● **Explore the material**
(A) Using the passage on Trump and right-wing populism below, list the groups that the text says populate the Democratic Party in the South in 2015.
(B) Transcribe the passage on Trump and right-wing populism word for word, from "So, the blatant" up to and including "the Tea Party.".

That is, unless you're Donald Trump. The difference between Trump and Santorum is that Trump doesn't need the support of the GOP donor class. Trump IS the GOP donor class. And he's running a full-blown campaign of right-wing populism, sounding extremist positions on issues like immigration that get the Dixiecrat (and the infamous Reagan Democrat) base riled up, while simultaneously taking the Wallace position on tax-and-spend issues. Replace "immigration" with "segregation," and there are few differences between Trump's platform and Wallace's. The only thing that's changed since 1968 is that active support for de jure racial segregation is no longer viable -- but active support for deporting 11 million people and building a giant wall to keep them out is very much a viable position.
So, the blatant right-wing populism that the reluctant Republicans of the Wallace stripe have long supported is finally coming home to roost. The only question is, what happens now that that Pandora's box has been opened? In the 1970s and 1980s, old-line Dixiecrats could simply take over the virtually empty Republican Party apparatus in their states and counties (and, though it took a long time, essentially take over the Republican Party in the process.) But taking back the Democratic Party in the South isn't an option -- the Democratic Party in the South in 2015 is not the Republican Party in the South of 1972, as it's not unpopulated but instead populated with white liberals, African-Americans, and Hispanics whose views are entirely at odds with the Tea Party.
The only other option is a complete split, with either the right-wing populists or the remaining business base of the GOP forming a new party -- but without the support of the other side, there still is no viable national party there. Trump is showing that once a candidate opens the box of right-wing populism (and, let's be honest, he's being joined in that effort by Ben Carson and Ted Cruz), there is no way for the two groups to continue to coexist as a coherent national party. You can have a party in which different groups have disagreements on minor issues -- but you cannot have a party in which one group wants to actively court Hispanic voters, cut taxes on the wealthy, and cut Medicare and Social Security, while another group wants to alienate Hispanic voters, raise taxes on the wealthy, and protect Medicare and Social Security. When different segments of a party disagree even on the most basic issues of the day -- much like when white Southerners disagreed with the rest of the Democratic Party on segregation -- that party can't exist for much longer.

● **Entries shown**
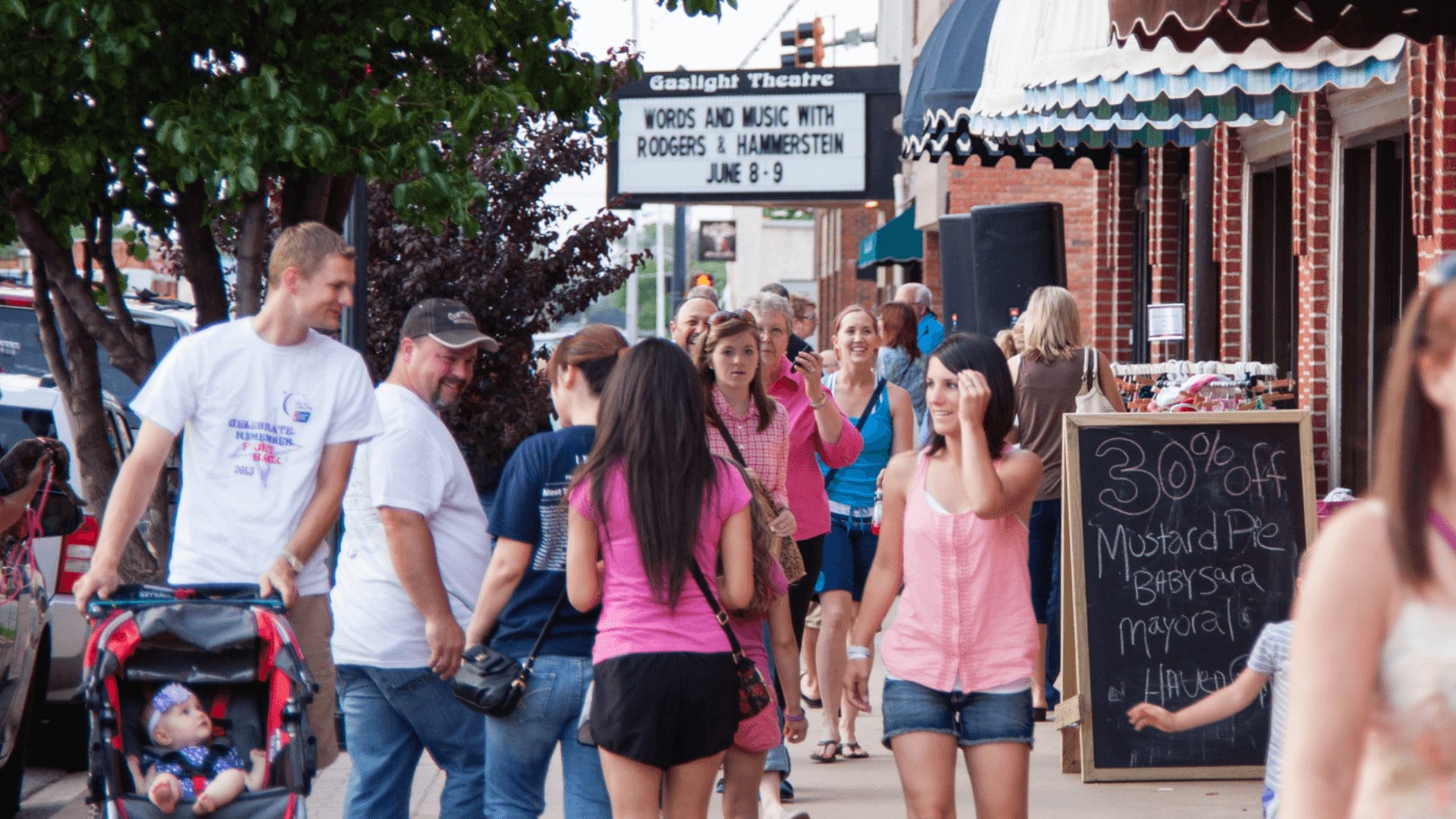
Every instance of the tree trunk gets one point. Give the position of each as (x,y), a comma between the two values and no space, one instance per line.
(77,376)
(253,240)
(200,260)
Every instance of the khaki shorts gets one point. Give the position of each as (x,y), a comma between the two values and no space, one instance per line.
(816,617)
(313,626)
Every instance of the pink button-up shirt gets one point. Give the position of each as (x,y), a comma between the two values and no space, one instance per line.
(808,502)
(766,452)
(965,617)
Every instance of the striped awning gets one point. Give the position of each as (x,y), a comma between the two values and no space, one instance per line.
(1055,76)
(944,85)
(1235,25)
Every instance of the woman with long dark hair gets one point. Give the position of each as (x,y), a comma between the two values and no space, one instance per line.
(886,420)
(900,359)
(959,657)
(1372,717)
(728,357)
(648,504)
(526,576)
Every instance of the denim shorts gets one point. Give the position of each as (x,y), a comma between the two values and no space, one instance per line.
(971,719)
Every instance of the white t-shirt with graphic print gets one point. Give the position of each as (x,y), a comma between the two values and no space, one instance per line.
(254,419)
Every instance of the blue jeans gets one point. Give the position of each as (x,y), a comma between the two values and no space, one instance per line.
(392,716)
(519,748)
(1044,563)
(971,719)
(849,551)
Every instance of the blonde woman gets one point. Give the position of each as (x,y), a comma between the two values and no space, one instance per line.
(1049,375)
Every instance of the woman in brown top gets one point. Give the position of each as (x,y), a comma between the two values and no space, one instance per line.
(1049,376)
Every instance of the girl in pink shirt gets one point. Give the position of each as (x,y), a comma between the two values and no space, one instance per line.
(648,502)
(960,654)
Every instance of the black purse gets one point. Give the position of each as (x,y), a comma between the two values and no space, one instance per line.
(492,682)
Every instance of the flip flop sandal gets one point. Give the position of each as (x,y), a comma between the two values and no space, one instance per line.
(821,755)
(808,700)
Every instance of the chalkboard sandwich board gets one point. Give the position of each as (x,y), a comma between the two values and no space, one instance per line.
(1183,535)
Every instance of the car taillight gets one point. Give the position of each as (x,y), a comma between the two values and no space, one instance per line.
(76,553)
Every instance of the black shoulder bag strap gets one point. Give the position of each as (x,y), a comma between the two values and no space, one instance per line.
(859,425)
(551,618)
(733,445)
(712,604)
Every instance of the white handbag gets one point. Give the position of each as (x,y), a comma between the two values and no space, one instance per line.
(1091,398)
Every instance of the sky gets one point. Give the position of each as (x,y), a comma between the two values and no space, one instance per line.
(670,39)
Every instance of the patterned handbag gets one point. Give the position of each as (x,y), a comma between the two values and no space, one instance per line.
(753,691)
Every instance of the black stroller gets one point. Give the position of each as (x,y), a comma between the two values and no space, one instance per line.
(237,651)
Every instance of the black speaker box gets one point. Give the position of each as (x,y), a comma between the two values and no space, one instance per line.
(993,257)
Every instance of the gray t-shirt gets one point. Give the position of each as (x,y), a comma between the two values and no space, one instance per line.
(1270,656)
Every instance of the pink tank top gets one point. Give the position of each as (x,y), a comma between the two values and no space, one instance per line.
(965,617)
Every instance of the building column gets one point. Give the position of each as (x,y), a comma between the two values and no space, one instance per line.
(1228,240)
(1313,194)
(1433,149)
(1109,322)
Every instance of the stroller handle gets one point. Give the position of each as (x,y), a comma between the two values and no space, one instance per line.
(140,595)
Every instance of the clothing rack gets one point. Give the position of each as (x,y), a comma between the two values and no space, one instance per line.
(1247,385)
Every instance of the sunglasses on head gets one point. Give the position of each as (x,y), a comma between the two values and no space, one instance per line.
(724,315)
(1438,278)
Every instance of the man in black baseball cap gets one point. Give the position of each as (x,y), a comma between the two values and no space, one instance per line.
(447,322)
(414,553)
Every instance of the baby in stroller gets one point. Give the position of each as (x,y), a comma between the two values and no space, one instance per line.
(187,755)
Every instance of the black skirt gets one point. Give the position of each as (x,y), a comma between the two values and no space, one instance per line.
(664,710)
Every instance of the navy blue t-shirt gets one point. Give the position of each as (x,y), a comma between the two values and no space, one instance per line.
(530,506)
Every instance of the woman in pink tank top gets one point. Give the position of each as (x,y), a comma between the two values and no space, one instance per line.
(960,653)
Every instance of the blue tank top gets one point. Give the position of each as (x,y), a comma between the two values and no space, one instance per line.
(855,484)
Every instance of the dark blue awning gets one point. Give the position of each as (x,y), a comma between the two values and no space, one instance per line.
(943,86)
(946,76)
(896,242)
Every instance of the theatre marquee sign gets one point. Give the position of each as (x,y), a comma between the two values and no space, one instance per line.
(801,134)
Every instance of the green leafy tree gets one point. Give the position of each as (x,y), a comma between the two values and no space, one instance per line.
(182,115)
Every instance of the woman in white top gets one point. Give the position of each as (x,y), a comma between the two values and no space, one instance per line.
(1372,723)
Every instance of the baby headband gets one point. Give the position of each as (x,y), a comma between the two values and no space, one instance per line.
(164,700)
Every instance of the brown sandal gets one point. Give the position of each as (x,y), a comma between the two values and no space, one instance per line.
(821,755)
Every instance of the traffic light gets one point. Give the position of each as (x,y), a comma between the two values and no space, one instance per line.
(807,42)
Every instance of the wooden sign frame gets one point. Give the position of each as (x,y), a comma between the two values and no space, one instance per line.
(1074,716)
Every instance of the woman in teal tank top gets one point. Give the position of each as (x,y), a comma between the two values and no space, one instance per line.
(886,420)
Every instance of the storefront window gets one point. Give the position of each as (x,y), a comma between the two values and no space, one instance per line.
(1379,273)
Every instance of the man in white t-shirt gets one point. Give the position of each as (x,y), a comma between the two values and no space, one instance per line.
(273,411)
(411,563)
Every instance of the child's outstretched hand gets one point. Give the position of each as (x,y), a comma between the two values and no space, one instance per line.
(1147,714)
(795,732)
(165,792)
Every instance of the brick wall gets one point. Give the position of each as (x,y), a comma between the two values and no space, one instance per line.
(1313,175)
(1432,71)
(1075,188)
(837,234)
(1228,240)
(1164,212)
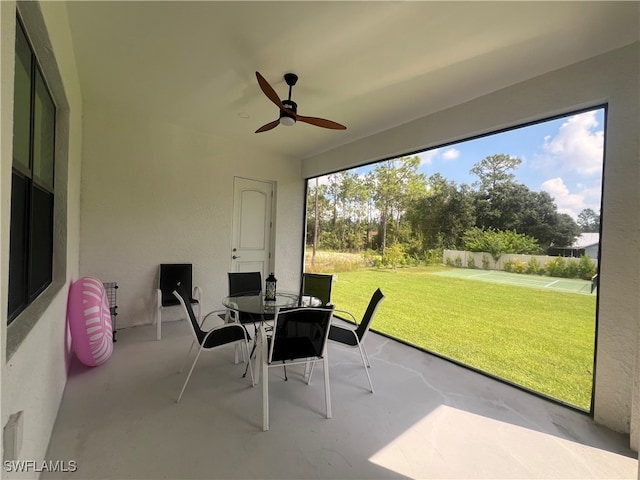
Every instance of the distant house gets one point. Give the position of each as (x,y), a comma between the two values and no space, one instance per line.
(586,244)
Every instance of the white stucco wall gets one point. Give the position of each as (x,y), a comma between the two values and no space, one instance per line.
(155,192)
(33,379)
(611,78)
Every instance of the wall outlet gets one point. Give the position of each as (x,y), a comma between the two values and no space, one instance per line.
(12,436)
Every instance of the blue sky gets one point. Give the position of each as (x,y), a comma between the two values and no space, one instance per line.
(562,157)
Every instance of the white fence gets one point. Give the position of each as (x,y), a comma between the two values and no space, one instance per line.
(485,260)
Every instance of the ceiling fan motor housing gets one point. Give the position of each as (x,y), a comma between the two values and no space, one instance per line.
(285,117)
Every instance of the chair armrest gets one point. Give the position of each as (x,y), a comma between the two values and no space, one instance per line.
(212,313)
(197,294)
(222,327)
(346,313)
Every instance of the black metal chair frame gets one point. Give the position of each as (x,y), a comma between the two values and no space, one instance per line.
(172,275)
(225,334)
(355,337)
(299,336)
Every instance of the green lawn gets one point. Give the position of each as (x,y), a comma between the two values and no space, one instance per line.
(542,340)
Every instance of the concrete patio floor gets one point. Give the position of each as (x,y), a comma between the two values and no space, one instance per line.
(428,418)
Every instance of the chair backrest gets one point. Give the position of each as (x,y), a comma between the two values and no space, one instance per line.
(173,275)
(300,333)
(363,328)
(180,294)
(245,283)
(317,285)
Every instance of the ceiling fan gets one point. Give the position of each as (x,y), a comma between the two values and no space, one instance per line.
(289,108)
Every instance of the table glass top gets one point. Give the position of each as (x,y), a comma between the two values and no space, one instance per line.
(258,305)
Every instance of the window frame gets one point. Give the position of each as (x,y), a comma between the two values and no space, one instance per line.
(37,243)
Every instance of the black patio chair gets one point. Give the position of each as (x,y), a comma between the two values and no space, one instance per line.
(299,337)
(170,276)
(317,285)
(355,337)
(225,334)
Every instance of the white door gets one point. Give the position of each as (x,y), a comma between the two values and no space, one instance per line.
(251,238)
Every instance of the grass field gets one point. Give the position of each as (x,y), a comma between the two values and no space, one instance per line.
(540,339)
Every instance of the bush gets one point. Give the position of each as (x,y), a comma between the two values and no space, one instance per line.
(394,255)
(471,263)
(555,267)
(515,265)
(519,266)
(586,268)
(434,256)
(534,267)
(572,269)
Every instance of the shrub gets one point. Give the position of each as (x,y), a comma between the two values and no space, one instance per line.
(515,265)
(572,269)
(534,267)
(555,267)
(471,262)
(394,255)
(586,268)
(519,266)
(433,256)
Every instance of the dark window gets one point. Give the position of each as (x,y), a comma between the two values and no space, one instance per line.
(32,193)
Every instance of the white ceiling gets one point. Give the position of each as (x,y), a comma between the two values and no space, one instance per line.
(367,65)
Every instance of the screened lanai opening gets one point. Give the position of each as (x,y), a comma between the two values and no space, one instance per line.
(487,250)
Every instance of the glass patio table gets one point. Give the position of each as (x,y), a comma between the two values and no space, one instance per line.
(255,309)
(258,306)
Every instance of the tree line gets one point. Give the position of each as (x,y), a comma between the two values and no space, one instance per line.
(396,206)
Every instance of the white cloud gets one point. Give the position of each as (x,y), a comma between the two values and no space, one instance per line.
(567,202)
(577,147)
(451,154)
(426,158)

● **Results of the tasks**
(A)
- white liberals
- African-Americans
- Hispanics

(B)
So, the blatant right-wing populism that the reluctant Republicans of the Wallace stripe have long supported is finally coming home to roost. The only question is, what happens now that that Pandora's box has been opened? In the 1970s and 1980s, old-line Dixiecrats could simply take over the virtually empty Republican Party apparatus in their states and counties (and, though it took a long time, essentially take over the Republican Party in the process.) But taking back the Democratic Party in the South isn't an option -- the Democratic Party in the South in 2015 is not the Republican Party in the South of 1972, as it's not unpopulated but instead populated with white liberals, African-Americans, and Hispanics whose views are entirely at odds with the Tea Party.